**作業指示**
(a) 提示文によると、『梅棹忠夫のことば』では、集められたそれぞれの言葉に何が付けられているか。
(b) 次の(i)〜(iii)が提示文の内容と合うかどうかを、はい・いいえで答えよ。それぞれ判断の根拠となる提示文の語句をそのまま引用すること。
(i) 今回紹介される本は4冊である。
(ii) 「知的生産」は高水準な知識労働を行っている人だけのものだとされている。
(iii) 『知的生産の技術』を読む際は、紹介されているノウハウに注目するよう勧められている。
(c) 提示文のうち、「もし本書を読んで、一つも心が」で始まり「してください。得るところは多いはずです。」に至るまでの部分を、一字も変えずに書き写せ。

特にその跳躍が高いほど、つまりより遠い年代まで影響を与えるものほど、「その時代」が過去になってみないと本当のところはわからないでしょう。
というわけで、今こそ梅棹忠夫さんの著作を読み返すタイミングかもしれません。
今回は4冊の本を紹介します。「情報」についての著作です。
『梅棹忠夫のことば』
導入としては、本書がよいかもしれません。梅棹さんの言葉を集めた一冊です。それぞれの言葉には、編者のコメントも付けられています。
もし本書を読んで、一つも心がきらめかないのなら、続く本を読んでも芳しい結果は得られないでしょう。逆に引っかかるものがあるなら、次の一冊をどうぞ。
『知的生産の技術』
本連載のタイトルにもついている「知的生産」という言葉が生まれた一冊。
紹介されているノウハウではなく、「情報」とは何なのか、それをどのように扱えばよいのか、に注目してください。得るところは多いはずです。
本書を読めば、「知的生産」が高水準な知識労働を行っている人だけのものではないことがわかるでしょう。知的とはあくまで物的に対応させた言葉であり、「情報」とほとんど変わらない意味しかありません。つまり、知的生産の技術は、メディアの技術でもあるわけです。
ここで分岐が生まれます。
一つは、情報の産業的な影響へ。もう一つは、情報の生活的な影響へ。
『情報の文明学』

**提供資料**
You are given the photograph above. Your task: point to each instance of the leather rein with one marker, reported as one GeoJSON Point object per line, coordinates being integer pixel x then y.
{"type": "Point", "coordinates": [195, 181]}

**解答一覧**
(a) 編者のコメントが付けられている。

(b)
(i) はい。「今回は4冊の本を紹介します。」
(ii) いいえ。「「知的生産」が高水準な知識労働を行っている人だけのものではないことがわかるでしょう。」
(iii) いいえ。「紹介されているノウハウではなく、「情報」とは何なのか、それをどのように扱えばよいのか、に注目してください。」

(c)
もし本書を読んで、一つも心がきらめかないのなら、続く本を読んでも芳しい結果は得られないでしょう。逆に引っかかるものがあるなら、次の一冊をどうぞ。
『知的生産の技術』
本連載のタイトルにもついている「知的生産」という言葉が生まれた一冊。
紹介されているノウハウではなく、「情報」とは何なのか、それをどのように扱えばよいのか、に注目してください。得るところは多いはずです。